Doel van de oefening ::
Vertaal de volgende zin uit de tekst over directe lijnen in het Engels: "Met de voorgestelde wijziging van de Gaswet wordt het systeem van directe lijnen ook opgenomen in de Gaswet."

Te analyseren tekst ::
★ ★ ★ ★

Ook voor een elektriciteitsverbruiker aangesloten op een directe lijn geldt dat hij profiteert van systeemdiensten. Een elektriciteitsverbruiker aangesloten op een directe lijn is daarom het in artikel 30 Elektriciteitswet 1998 bedoelde systeemdienstentarief aan de netbeheerder van het landelijk hoogspanningsnet verschuldigd. Met de voorgestelde wijziging van artikel 30, lid 2 Elektriciteitswet 1998 wordt vastgelegd dat elektriciteitsverbruikers aangesloten op een directe lijn aan de netbeheerder van het landelijk hoogspanningsnet het in artikel 30 bedoelde systeemdienstentarief verschuldigd zijn. Het systeemdienstentarief wordt berekend op basis van het eigen elektriciteitsverbruik van de betreffende aangeslotene op een directe lijn.

Ook de Gasrichtlijn (2009/73/EG) biedt de mogelijkheid tot het opnemen in de nationale wetgeving van een regeling voor directe lijnen. Met de voorgestelde wijziging van de Gaswet wordt het systeem van directe lijnen ook opgenomen in de Gaswet. De voorgestelde wettelijke regeling van directe lijnen sluit aan op de regeling van directe lijnen als opgenomen in de Elektriciteitswet 1998. Met de wijziging van artikel 12b wordt uitvoering gegeven aan het gestelde in artikel 8 Gasrichtlijn (2009/73/EG).

★ ★ ★ ★

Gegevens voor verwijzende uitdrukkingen

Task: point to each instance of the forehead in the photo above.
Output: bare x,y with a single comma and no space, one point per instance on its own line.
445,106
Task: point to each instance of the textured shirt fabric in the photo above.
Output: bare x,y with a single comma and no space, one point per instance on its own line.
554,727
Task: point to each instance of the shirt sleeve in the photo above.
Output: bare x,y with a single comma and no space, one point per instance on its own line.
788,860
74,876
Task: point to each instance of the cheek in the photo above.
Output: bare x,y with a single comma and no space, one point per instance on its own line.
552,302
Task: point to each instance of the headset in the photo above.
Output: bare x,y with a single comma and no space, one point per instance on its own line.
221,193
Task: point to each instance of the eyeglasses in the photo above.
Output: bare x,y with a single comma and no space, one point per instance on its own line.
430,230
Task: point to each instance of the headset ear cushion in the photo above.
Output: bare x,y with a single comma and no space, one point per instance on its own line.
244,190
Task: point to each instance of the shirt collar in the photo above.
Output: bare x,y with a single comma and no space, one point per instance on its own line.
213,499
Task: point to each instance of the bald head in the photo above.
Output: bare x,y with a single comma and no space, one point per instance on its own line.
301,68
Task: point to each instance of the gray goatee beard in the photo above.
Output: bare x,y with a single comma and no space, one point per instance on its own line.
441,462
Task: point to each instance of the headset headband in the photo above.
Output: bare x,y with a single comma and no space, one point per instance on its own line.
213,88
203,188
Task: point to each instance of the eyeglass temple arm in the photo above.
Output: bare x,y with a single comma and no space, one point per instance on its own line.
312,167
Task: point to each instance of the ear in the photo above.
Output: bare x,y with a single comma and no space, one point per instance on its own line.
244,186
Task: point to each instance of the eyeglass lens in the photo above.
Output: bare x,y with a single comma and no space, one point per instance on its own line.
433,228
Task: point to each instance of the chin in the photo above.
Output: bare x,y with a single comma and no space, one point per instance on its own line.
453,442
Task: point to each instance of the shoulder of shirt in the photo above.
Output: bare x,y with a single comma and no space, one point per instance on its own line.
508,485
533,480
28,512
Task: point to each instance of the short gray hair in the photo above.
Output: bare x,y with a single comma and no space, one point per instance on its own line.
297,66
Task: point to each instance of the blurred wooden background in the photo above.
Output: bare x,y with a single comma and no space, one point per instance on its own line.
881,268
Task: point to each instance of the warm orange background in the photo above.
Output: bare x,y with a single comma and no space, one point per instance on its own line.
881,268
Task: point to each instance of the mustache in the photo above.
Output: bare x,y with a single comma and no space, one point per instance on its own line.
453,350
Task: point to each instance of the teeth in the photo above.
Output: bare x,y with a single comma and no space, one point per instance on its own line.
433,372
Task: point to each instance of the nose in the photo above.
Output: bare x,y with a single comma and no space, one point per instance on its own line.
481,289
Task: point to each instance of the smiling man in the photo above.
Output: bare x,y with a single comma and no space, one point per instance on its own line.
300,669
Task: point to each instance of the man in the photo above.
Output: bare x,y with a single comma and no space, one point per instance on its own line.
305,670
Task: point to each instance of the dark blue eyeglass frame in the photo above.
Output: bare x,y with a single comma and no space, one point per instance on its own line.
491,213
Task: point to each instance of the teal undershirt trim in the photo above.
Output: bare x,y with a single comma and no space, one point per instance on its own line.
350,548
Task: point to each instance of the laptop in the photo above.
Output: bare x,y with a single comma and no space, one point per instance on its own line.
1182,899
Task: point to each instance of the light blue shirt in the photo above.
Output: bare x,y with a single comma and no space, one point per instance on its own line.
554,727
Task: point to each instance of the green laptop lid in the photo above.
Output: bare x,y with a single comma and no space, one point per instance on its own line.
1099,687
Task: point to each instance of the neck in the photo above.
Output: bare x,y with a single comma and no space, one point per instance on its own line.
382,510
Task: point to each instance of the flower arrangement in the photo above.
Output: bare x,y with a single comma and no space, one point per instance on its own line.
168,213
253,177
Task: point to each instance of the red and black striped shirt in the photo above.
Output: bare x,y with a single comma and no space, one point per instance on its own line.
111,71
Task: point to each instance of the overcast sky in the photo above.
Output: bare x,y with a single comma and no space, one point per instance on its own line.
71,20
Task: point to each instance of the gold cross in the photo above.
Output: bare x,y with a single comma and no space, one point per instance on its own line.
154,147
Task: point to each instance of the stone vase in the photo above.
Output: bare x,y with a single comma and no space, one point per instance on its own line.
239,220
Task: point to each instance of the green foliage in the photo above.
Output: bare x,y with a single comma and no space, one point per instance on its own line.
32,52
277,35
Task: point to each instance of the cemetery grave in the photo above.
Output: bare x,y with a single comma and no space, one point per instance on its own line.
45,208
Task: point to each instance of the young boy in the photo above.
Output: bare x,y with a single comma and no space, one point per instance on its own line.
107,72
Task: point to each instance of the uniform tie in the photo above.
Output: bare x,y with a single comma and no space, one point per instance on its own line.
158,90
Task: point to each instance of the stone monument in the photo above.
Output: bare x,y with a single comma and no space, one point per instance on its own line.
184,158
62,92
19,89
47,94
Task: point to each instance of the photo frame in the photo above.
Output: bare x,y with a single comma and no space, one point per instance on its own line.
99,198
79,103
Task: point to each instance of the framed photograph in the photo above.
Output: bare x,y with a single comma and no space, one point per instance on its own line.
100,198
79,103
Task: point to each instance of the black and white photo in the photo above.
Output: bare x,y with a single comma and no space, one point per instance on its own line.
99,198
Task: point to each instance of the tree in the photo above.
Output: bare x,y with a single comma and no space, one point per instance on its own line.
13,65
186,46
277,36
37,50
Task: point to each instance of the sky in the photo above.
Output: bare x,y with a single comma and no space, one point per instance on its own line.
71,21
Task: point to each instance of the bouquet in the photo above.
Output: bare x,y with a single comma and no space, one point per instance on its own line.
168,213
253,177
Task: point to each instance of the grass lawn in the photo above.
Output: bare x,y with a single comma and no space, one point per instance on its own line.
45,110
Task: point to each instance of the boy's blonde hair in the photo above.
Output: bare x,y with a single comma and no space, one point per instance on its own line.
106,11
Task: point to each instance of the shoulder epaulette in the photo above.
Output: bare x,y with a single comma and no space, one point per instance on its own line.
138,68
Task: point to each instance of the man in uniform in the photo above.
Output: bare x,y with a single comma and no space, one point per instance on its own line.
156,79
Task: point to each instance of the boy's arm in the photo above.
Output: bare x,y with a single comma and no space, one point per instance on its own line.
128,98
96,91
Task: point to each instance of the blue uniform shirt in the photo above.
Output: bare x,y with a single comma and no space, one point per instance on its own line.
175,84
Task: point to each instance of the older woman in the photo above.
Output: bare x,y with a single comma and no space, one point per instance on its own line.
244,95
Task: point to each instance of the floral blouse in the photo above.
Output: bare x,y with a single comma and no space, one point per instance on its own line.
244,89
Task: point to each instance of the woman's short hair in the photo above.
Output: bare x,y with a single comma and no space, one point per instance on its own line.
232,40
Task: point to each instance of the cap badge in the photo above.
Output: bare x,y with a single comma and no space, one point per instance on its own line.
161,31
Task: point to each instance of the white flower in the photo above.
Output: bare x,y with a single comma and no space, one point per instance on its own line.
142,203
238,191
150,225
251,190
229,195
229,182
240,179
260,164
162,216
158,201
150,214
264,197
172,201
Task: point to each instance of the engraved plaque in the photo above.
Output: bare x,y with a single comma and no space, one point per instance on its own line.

★ ★ ★ ★

Oplossing ::
With the proposed amendment to the Gas Act, the system of direct lines is also incorporated into the Gas Act.